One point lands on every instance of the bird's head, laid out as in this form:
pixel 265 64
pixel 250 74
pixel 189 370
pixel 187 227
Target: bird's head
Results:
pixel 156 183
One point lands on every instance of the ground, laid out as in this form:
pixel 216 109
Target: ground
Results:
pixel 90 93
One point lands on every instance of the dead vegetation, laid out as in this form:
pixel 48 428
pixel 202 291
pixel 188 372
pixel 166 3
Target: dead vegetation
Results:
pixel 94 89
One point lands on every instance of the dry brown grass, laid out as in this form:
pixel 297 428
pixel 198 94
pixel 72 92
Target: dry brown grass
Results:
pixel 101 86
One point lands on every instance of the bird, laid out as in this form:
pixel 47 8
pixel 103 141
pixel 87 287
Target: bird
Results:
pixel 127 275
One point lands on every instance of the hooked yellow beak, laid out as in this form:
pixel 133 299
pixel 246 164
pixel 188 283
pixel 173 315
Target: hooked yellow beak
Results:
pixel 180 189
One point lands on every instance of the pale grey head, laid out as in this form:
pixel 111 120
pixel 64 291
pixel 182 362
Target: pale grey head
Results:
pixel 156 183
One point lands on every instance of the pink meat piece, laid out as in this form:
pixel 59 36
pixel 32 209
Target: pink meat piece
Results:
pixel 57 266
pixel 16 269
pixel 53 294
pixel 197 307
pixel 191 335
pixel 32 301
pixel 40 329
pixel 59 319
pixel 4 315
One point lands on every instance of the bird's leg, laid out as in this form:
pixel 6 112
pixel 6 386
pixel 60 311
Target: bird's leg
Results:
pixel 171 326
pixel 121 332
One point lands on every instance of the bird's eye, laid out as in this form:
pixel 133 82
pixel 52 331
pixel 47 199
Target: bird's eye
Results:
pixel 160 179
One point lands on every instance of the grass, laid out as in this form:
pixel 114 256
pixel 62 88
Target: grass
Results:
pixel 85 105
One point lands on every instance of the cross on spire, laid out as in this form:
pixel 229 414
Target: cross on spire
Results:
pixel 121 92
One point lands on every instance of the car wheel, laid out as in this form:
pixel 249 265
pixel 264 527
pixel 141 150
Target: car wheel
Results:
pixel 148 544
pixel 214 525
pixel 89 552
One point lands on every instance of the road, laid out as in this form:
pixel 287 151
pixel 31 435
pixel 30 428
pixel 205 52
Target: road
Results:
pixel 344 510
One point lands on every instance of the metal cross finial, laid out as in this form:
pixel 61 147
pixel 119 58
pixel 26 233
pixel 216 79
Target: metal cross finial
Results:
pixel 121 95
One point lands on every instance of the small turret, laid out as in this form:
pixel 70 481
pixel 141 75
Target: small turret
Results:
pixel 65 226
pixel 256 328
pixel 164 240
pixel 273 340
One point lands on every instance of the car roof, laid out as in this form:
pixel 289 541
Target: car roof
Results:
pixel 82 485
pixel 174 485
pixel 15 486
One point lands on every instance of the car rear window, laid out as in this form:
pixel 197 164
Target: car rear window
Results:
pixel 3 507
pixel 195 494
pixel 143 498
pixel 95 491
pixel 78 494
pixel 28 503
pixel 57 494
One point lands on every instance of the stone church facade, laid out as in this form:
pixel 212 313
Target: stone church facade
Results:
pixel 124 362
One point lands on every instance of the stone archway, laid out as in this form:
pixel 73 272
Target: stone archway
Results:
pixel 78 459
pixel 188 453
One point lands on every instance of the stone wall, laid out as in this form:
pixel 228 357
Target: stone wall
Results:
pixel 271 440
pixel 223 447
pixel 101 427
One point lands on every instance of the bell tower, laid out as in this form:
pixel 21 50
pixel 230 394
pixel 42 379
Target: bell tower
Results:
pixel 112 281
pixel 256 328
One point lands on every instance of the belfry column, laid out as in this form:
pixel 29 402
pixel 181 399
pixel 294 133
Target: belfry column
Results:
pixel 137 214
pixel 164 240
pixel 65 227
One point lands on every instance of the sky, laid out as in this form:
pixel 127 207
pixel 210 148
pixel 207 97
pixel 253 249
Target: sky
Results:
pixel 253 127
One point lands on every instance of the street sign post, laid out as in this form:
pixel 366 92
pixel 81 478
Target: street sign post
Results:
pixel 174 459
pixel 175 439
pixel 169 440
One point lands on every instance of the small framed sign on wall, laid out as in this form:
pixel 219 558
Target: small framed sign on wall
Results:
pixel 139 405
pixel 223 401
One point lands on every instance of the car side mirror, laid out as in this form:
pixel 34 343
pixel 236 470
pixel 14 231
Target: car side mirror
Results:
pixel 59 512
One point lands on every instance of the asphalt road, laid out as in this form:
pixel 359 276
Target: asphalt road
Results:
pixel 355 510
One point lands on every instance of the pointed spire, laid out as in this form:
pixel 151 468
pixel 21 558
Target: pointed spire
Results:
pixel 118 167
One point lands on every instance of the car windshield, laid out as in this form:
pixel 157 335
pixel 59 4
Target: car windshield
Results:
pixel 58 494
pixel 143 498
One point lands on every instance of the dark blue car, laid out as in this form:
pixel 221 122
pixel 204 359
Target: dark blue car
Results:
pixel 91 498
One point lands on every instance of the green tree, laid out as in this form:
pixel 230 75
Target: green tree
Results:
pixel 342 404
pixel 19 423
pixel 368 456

- The task -
Copy every entry above word for word, leaving nothing out and changing nothing.

- Exercise answer -
One point lands on every instance of the bird's head, laid out as in this form:
pixel 265 64
pixel 250 74
pixel 189 370
pixel 187 227
Target: bird's head
Results:
pixel 156 183
One point lands on every instance of the ground, laid out as in this form:
pixel 216 109
Target: ground
Results:
pixel 90 93
One point lands on every instance of the dead vegetation, laid out as in this form:
pixel 48 428
pixel 202 291
pixel 188 372
pixel 166 3
Target: dead vegetation
Results:
pixel 94 89
One point lands on every instance of the dry brown grass, laid out as in this form:
pixel 297 428
pixel 198 94
pixel 72 92
Target: dry brown grass
Results:
pixel 101 86
One point lands on every instance of the bird, laid out as in this form:
pixel 47 8
pixel 103 141
pixel 87 287
Target: bird
Results:
pixel 127 275
One point lands on every instance of the hooked yellow beak, laid out as in this form:
pixel 133 299
pixel 246 164
pixel 188 283
pixel 173 315
Target: hooked yellow beak
Results:
pixel 180 189
One point lands on every instance of the pale grey head, laid out as in this form:
pixel 111 120
pixel 64 291
pixel 182 362
Target: pale grey head
Results:
pixel 156 183
One point lands on every instance of the pink meat piece, laid out as in this form:
pixel 59 36
pixel 32 209
Target: pink meat piece
Results:
pixel 57 266
pixel 16 269
pixel 53 294
pixel 197 307
pixel 191 335
pixel 32 301
pixel 40 329
pixel 59 319
pixel 4 315
One point lands on every instance of the bird's leg, laid out as in this form:
pixel 6 112
pixel 6 386
pixel 60 311
Target: bird's leg
Results:
pixel 171 326
pixel 121 332
One point lands on every instance of the bird's eye, laid out as in this form:
pixel 133 82
pixel 52 331
pixel 47 199
Target: bird's eye
Results:
pixel 160 179
One point lands on every instance of the grass, laid out as in this form:
pixel 114 256
pixel 62 88
Target: grass
Results:
pixel 85 105
One point lands on every instance of the cross on spire, laid out as in this form:
pixel 229 414
Target: cross on spire
Results:
pixel 121 92
One point lands on every instance of the car wheel, laid out as in this form:
pixel 249 265
pixel 264 527
pixel 141 150
Target: car wheel
Results:
pixel 148 544
pixel 214 525
pixel 89 552
One point lands on every instance of the road, laid out as in this form:
pixel 287 151
pixel 31 435
pixel 30 428
pixel 205 52
Target: road
Results:
pixel 344 510
One point lands on every instance of the metal cross finial, laid out as in this form:
pixel 61 147
pixel 119 58
pixel 26 233
pixel 216 79
Target: metal cross finial
Results:
pixel 121 95
One point lands on every instance of the small turret, laid out as in this form:
pixel 70 481
pixel 141 75
Target: small turret
Results:
pixel 65 226
pixel 256 328
pixel 164 240
pixel 273 340
One point lands on every instance of the car roof, laid out as in this form:
pixel 289 541
Target: car roof
Results:
pixel 82 485
pixel 174 485
pixel 15 486
One point lands on every instance of the car rear window, laid out as in this form:
pixel 197 164
Target: car rear window
Results:
pixel 3 507
pixel 195 494
pixel 143 498
pixel 95 491
pixel 78 494
pixel 28 503
pixel 57 494
One point lands on every instance of the stone church facade, laid out as in this form:
pixel 212 313
Target: stone church facade
Results:
pixel 124 362
One point lands on every instance of the stone archway, laid out as in this form:
pixel 73 272
Target: stone archway
Results:
pixel 78 459
pixel 188 453
One point lands on every instance of the stone wall, laid out as in this form:
pixel 228 357
Target: stone wall
Results:
pixel 271 440
pixel 223 447
pixel 101 427
One point lands on every instance of the bell tower, laid out as in this form:
pixel 21 50
pixel 230 394
pixel 42 379
Target: bell tower
Results:
pixel 112 281
pixel 256 328
One point lands on every instance of the belfry column, laid out as in this form:
pixel 29 402
pixel 181 399
pixel 294 133
Target: belfry column
Results:
pixel 137 214
pixel 164 240
pixel 65 227
One point lands on every instance of the sky, laid out as in this form:
pixel 127 207
pixel 210 148
pixel 207 97
pixel 253 249
Target: sky
Results:
pixel 253 127
One point lands on every instance of the street sign post, laid out as in this form:
pixel 366 92
pixel 81 478
Target: street sign post
Results:
pixel 174 459
pixel 175 439
pixel 169 440
One point lands on every instance of the small framed sign on wall, laid out as in this form:
pixel 219 558
Target: small framed sign on wall
Results:
pixel 139 405
pixel 223 401
One point lands on every instance of the car side mirror, laid out as in this form:
pixel 34 343
pixel 236 470
pixel 14 231
Target: car side mirror
Results:
pixel 59 512
One point lands on every instance of the asphalt road, laid out as in this form:
pixel 359 276
Target: asphalt road
Results:
pixel 355 510
One point lands on every instance of the pointed spire, laid out as in this form:
pixel 151 468
pixel 21 558
Target: pointed spire
Results:
pixel 118 167
One point lands on every instance of the car windshield, laid out as in this form:
pixel 157 335
pixel 59 4
Target: car windshield
Results:
pixel 58 494
pixel 143 498
One point lands on every instance of the dark blue car, laid out as in this form:
pixel 221 122
pixel 204 359
Target: dark blue car
Results:
pixel 91 498
One point lands on every instance of the green tree, laid out as in this form:
pixel 230 75
Target: green tree
Results:
pixel 342 404
pixel 19 423
pixel 368 456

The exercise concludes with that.